> [Extract to read]:
Gladiator (2000) -- It's swords and sandals on a grand scale, with stunning battle sequences and high drama as a Roman general (Crowe again) gets his revenge after being betrayed. Crowe won a best actor statuette.
American Beauty (1999) -- Dysfunction, American style is the theme of this dark comic drama about a man (Kevin Spacey) facing a midlife meltdown. His wife (Annette Bening) is demanding and unfaithful, and his rebellious daughter (Thora Birch) is in love with the weird kid next door (Wes Bentley). Spacey and director Sam Mendes won Oscars, too.
Shakespeare in Love (1998) -- The Bard (Ralph Fiennes) suffers writer's block, but gets over it with the help of a beautiful, wealthy young woman (Gwyneth Paltrow), who disguises herself as a boy so that she can find work as an actor. It's all smart, comic, literary-minded fun, with a cast to die for. Paltrow (actress), Judi Dench (supporting actress) and Marc Norman and Tom Stoppard (screenplay) scored awards.

> [Short task 1]:
Please print the passage from the film capsules above between "Shakespeare in Love" and "(screenplay) scored awards.", inclusive.
> [Short task 2]:
Translate this sentence from the film capsules above into Spanish: "Spacey and director Sam Mendes won Oscars, too."

> [Dataset entries]:
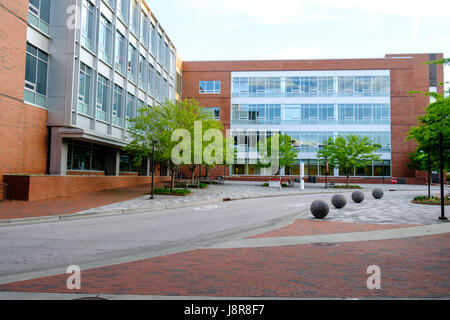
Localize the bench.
[164,180,188,189]
[0,183,9,200]
[269,179,282,191]
[216,176,225,184]
[326,181,336,188]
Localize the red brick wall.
[183,54,443,182]
[0,0,48,183]
[4,175,170,201]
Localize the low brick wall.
[225,176,420,184]
[66,170,105,176]
[4,175,170,201]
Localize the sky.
[146,0,450,90]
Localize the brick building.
[0,0,443,200]
[0,0,181,200]
[183,54,444,183]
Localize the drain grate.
[309,242,339,248]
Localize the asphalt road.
[0,195,316,283]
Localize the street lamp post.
[319,144,328,189]
[150,140,156,200]
[439,130,448,221]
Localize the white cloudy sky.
[146,0,450,90]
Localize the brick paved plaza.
[0,184,450,299]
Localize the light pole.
[150,140,156,200]
[319,144,328,189]
[439,131,448,221]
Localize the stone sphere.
[352,191,364,203]
[331,194,347,209]
[372,188,384,199]
[311,200,330,219]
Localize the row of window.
[24,43,49,107]
[202,107,220,120]
[231,76,390,97]
[200,81,220,94]
[28,0,50,35]
[78,63,169,127]
[231,159,391,177]
[231,131,391,153]
[81,0,174,73]
[231,104,390,125]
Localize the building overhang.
[58,128,127,149]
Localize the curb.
[0,188,428,227]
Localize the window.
[155,72,162,102]
[139,55,148,91]
[202,107,220,120]
[28,0,50,35]
[128,43,137,83]
[78,63,92,116]
[158,33,164,64]
[98,16,112,64]
[265,77,283,97]
[116,0,130,24]
[126,93,136,120]
[81,0,95,51]
[104,0,114,8]
[200,81,220,94]
[338,77,353,97]
[176,72,183,97]
[285,77,300,97]
[164,43,170,70]
[148,64,156,98]
[115,32,126,74]
[319,77,335,97]
[120,152,139,172]
[130,0,139,35]
[112,84,123,126]
[24,43,48,107]
[355,76,372,96]
[151,24,158,58]
[67,140,107,171]
[96,74,109,121]
[141,12,150,48]
[283,105,301,121]
[373,76,391,96]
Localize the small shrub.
[188,183,208,189]
[153,188,191,196]
[334,184,361,189]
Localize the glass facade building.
[230,70,391,177]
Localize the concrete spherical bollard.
[372,188,384,199]
[331,194,347,209]
[352,191,364,203]
[311,200,330,219]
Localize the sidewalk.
[0,181,448,224]
[0,185,150,220]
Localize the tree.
[125,99,223,191]
[186,114,226,183]
[256,133,298,176]
[407,94,450,171]
[317,134,381,186]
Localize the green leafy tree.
[256,133,298,176]
[186,107,226,184]
[125,99,223,191]
[407,95,450,171]
[407,58,450,197]
[317,134,381,186]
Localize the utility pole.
[439,129,448,221]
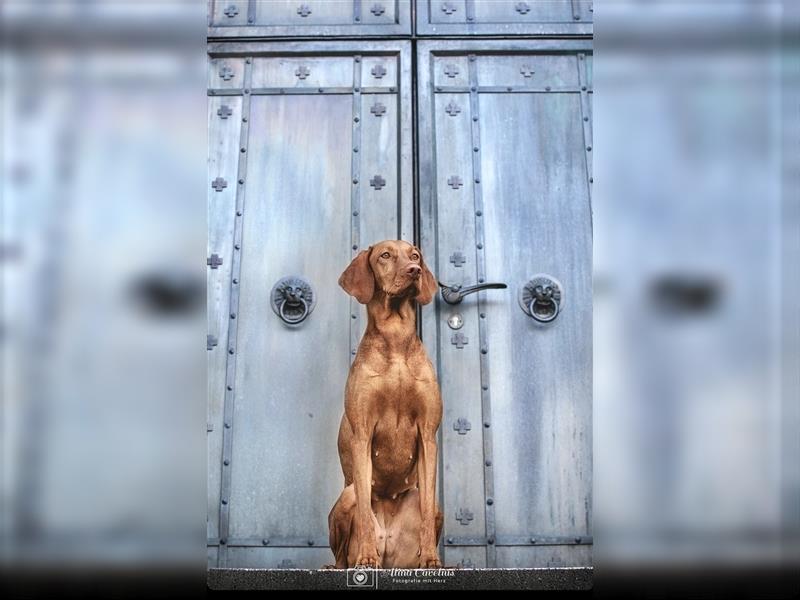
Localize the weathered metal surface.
[208,0,412,38]
[418,41,591,566]
[208,41,413,568]
[416,0,593,36]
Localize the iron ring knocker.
[270,275,317,326]
[528,296,559,323]
[278,296,308,325]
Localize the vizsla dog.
[328,240,442,568]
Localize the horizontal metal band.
[206,534,594,548]
[208,87,397,96]
[433,85,591,94]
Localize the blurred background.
[0,0,800,596]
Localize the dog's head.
[339,240,436,304]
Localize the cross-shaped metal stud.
[453,417,472,435]
[456,508,475,525]
[206,254,222,269]
[450,252,467,267]
[219,65,233,81]
[450,331,469,350]
[444,102,461,117]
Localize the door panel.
[418,41,592,567]
[208,43,413,568]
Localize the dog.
[328,240,443,568]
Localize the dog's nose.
[406,265,422,277]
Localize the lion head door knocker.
[519,273,564,323]
[270,275,317,325]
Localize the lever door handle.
[439,281,508,304]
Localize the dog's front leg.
[417,425,442,568]
[351,423,380,568]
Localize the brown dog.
[328,240,442,568]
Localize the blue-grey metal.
[417,40,592,567]
[208,0,412,40]
[416,0,593,37]
[208,41,413,568]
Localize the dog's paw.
[419,554,442,569]
[356,549,381,569]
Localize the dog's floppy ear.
[339,246,375,304]
[414,254,439,304]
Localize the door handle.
[439,281,508,304]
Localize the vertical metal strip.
[464,0,475,23]
[350,55,361,362]
[247,0,256,25]
[576,52,594,204]
[469,54,497,567]
[217,57,253,568]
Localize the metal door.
[207,42,414,568]
[417,41,592,567]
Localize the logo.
[347,567,378,589]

> [Worked answer 1]:
Shakespeare in Love (1998) -- The Bard (Ralph Fiennes) suffers writer's block, but gets over it with the help of a beautiful, wealthy young woman (Gwyneth Paltrow), who disguises herself as a boy so that she can find work as an actor. It's all smart, comic, literary-minded fun, with a cast to die for. Paltrow (actress), Judi Dench (supporting actress) and Marc Norman and Tom Stoppard (screenplay) scored awards.

> [Worked answer 2]:
Spacey y el director Sam Mendes también ganaron premios Óscar.